Chi ha paura di Paul Verhoeven?

Mezzo secolo di stolidi successi e sublimi fallimenti

di Luca Mantovani

Chi ha paura di Paul Verhoeven? Per togliere qualsiasi pretesa di obiettività a quanto seguirà, vale chiarire da subito che, chi scrive, si dichiara da sempre fan entusiasta e acritico del regista olandese e della sua opera.

Nell’arco di una carriera che ha ormai superato il mezzo secolo (l’esordio, nel 1971, con Gli strani amori di quelle signore), Verhoeven ha firmato come regista 17 film e altrettanti capolavori, alcuni conclamati al punto di guadagnare lo status di cult e arrivare a ridefinire i canoni del genere di appartenenza – pensiamo in particolare alla tripletta RoboCop (1987), Atto di forza (1990) e Basic Instinct (1992), all’influenza che ancora esercitano sul cinema action, fantascientifico, thriller ed erotico.

Consegna dell'esercizio 1
Trascriva fedelmente il passo dell'articolo su Paul Verhoeven che inizia con "Chi ha paura di Paul Verhoeven? Per" e termina con "della sua opera.".
L'articolo su Paul Verhoeven e i record non hanno alcun legame tra loro.

Dati forniti

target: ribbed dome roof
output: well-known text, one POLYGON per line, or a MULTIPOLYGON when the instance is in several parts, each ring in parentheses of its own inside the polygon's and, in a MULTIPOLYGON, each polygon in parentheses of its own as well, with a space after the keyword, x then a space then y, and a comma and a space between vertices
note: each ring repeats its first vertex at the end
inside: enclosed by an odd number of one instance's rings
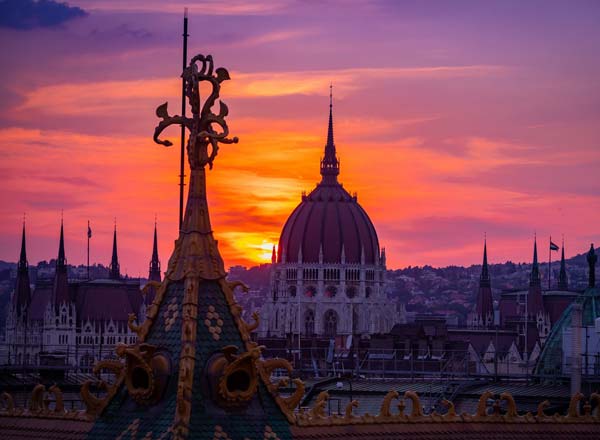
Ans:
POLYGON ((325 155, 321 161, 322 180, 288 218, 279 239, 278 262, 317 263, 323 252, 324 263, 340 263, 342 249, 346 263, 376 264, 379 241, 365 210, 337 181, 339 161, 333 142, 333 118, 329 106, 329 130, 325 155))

---

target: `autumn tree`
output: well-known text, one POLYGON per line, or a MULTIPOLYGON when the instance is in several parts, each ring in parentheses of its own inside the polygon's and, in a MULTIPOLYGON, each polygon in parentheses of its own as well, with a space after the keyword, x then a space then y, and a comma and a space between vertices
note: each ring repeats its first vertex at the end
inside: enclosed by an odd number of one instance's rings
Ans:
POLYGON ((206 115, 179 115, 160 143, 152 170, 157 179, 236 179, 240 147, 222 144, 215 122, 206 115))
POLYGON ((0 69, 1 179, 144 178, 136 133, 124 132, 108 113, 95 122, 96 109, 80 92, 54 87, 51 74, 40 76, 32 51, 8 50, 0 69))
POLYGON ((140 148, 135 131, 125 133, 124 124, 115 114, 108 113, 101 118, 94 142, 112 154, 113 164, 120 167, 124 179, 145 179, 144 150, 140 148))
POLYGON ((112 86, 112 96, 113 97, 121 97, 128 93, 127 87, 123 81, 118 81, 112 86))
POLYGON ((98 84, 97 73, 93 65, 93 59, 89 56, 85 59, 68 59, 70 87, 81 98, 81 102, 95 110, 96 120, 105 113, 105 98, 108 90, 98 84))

Consegna dell'esercizio 2
Disponga in formato CSV a due colonne, "richiesta" e "risposta", i record che iniziano dalla riga contenente "target: ribbed dome roof" e terminano con la riga contenente "POLYGON ((325 155, 321", con una riga per record, ogni campo tra virgolette e gli a capo sostituiti da spazi. Ometta le immagini.

Risposta corretta 1
Chi ha paura di Paul Verhoeven? Per togliere qualsiasi pretesa di obiettività a quanto seguirà, vale chiarire da subito che, chi scrive, si dichiara da sempre fan entusiasta e acritico del regista olandese e della sua opera.

Risposta corretta 2
richiesta,risposta
"target: ribbed dome roof output: well-known text, one POLYGON per line, or a MULTIPOLYGON when the instance is in several parts, each ring in parentheses of its own inside the polygon's and, in a MULTIPOLYGON, each polygon in parentheses of its own as well, with a space after the keyword, x then a space then y, and a comma and a space between vertices note: each ring repeats its first vertex at the end inside: enclosed by an odd number of one instance's rings Ans:","POLYGON ((325 155, 321 161, 322 180, 288 218, 279 239, 278 262, 317 263, 323 252, 324 263, 340 263, 342 249, 346 263, 376 264, 379 241, 365 210, 337 181, 339 161, 333 142, 333 118, 329 106, 329 130, 325 155))"